DMCA 1201 is only one of a slew of laws that restrict the ability of technology users to modify the tools they own and use to favor their interests over manufacturers’: laws governing cybersecurity, trademarks, patents, contracts, and other legal constructs can be woven together to block the normal activities that the tech giants themselves once pursued.

Yes, there was a time when tech companies waged guerrilla warfare upon one another: reverse-engineering, scraping, and hacking each others’ products so that disgruntled users could switch from one service to another without incurring steep switching costs. For example, Facebook offered departing MySpace users a “bot” that would impersonate them to MySpace, scrape their inboxes, and import the messages to Facebook so users could maintain contact with friends they’d left behind on the older platform.

That all changed as tech consolidated, shrinking the internet to what software developer Tom Eastman calls “five giant websites, filled with screenshots of text from the other four.” This consolidation was not unique to tech. The 40-year drawdown of antitrust has led to mass consolidation across nearly every sector of the global economy, from bottle caps to banking. Tech companies merged, gobbled up hundreds of small startups, and burned billions of investor dollars offering products and services below cost, making it impossible for anyone else to get a foothold.

Work to be completed ::
Do these statements agree with the passage on tech consolidation? Answer each yes or no and quote the text's deciding words. 1. Facebook gave users leaving MySpace a tool that brought their MySpace messages over to Facebook. 2. The passage says the consolidation it describes happened only in the tech industry. 3. The passage puts the drawdown of antitrust at 20 years.

Listed entries ::
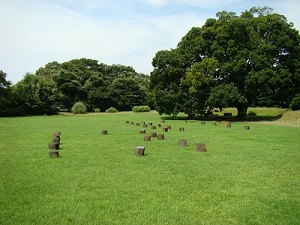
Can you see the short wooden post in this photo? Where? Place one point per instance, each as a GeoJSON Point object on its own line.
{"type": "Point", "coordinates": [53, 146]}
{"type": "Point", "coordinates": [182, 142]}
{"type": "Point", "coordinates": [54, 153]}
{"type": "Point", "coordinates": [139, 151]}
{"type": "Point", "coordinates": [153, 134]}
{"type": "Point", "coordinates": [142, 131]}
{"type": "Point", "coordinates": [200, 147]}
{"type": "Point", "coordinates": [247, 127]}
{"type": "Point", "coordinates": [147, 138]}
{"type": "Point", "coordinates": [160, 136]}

Exercise result ::
1. Yes: "scrape their inboxes, and import the messages to Facebook"
2. No: "This consolidation was not unique to tech."
3. No: "The 40-year drawdown of antitrust"